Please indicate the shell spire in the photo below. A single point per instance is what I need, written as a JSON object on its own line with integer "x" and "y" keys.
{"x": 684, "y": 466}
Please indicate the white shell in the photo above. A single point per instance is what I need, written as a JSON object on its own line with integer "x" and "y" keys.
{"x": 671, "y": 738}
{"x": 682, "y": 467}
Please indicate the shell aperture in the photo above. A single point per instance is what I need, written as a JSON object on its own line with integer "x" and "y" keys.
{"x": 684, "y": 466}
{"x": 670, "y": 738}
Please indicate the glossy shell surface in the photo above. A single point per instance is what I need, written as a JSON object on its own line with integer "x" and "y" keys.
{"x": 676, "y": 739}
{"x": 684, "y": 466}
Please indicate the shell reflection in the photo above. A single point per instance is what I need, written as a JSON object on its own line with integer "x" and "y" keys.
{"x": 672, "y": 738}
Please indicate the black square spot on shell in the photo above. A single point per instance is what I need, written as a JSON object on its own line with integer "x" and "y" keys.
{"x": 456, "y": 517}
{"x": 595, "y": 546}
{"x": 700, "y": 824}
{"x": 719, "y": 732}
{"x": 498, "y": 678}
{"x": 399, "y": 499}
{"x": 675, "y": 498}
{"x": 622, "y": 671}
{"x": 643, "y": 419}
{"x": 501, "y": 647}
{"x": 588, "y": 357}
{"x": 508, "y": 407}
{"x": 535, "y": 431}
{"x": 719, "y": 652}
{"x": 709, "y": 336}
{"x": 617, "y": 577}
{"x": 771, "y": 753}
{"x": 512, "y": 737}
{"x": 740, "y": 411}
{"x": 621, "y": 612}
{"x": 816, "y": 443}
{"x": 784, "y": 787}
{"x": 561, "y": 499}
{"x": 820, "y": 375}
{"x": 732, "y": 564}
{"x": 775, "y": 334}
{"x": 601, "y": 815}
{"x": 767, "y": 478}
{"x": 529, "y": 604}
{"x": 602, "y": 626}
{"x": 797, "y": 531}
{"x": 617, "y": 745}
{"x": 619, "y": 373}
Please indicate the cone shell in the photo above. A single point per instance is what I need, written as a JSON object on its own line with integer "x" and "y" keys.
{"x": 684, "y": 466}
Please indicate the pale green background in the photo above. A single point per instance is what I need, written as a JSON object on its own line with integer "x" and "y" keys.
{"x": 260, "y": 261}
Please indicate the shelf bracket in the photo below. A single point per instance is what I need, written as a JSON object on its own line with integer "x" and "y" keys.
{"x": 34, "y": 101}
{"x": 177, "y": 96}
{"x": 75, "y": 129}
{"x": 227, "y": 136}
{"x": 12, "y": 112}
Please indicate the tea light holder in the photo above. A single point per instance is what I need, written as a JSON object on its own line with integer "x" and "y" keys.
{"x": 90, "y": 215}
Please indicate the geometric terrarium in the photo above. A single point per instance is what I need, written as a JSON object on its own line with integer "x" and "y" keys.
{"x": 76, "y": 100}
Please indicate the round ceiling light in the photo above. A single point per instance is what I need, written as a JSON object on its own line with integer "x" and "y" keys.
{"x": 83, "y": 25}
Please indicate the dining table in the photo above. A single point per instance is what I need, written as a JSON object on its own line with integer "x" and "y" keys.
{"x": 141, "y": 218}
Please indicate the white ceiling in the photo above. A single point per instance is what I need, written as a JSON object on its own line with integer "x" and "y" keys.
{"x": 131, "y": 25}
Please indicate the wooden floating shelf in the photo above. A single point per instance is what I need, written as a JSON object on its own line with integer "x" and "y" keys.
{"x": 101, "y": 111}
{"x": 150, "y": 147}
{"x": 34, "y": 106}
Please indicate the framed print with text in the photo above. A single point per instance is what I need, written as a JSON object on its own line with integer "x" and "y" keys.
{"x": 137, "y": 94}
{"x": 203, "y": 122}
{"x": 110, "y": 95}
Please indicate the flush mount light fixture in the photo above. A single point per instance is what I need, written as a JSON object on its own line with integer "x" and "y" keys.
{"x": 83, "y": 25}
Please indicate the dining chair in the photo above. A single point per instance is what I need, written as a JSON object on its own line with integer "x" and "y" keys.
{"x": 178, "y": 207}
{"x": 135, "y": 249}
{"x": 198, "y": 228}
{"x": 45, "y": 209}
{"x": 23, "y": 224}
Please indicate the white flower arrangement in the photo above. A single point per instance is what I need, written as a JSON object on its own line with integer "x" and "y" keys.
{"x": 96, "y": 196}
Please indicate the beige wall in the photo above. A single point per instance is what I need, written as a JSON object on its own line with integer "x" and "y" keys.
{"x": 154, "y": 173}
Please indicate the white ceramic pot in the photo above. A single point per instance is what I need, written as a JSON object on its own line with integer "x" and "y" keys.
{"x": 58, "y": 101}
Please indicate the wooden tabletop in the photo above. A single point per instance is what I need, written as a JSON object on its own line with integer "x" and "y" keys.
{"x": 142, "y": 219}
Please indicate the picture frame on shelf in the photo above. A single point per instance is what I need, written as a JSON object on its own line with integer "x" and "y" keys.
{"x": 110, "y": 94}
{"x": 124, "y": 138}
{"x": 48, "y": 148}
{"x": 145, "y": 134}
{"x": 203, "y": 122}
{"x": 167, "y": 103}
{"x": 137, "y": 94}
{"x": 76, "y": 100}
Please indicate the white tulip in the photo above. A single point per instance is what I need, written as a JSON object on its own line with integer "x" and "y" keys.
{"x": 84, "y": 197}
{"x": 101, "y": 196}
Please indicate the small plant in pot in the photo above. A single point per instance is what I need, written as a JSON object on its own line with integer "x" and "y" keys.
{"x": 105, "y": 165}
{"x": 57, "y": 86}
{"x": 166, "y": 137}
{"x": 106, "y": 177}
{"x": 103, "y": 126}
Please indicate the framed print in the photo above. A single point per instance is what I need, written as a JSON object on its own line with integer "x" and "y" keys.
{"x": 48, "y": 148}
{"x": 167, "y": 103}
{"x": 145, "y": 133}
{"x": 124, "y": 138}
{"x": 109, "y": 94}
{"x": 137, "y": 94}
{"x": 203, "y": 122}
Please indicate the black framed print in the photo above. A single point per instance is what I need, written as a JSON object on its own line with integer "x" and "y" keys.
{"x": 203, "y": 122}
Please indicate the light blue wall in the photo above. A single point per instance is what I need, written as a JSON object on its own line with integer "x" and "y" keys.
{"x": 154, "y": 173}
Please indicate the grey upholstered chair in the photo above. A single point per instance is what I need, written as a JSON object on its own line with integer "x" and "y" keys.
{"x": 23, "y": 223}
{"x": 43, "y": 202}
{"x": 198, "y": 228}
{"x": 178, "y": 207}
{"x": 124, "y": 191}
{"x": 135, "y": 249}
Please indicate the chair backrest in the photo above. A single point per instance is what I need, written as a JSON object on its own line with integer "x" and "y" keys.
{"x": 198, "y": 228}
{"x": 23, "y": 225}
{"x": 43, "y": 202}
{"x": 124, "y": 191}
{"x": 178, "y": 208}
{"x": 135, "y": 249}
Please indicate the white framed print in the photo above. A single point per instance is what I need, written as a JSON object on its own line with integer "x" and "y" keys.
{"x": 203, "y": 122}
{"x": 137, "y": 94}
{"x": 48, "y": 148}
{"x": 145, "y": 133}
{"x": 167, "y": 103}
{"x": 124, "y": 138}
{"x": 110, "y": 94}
——
- INSTRUCTION
Format the stretch of the listing from the line containing "Please indicate the white framed" through the end of the listing as a Markdown table with columns No. and Line. Give one numbered row per line and leave out blank lines.

- FINAL RESULT
| No. | Line |
|---|---|
| 1 | Please indicate the white framed print in the photo above. A single point per instance is what I need, written as a JSON object on its own line with integer "x" and "y" keys. |
| 2 | {"x": 203, "y": 122} |
| 3 | {"x": 137, "y": 94} |
| 4 | {"x": 48, "y": 148} |
| 5 | {"x": 145, "y": 133} |
| 6 | {"x": 167, "y": 103} |
| 7 | {"x": 124, "y": 138} |
| 8 | {"x": 110, "y": 94} |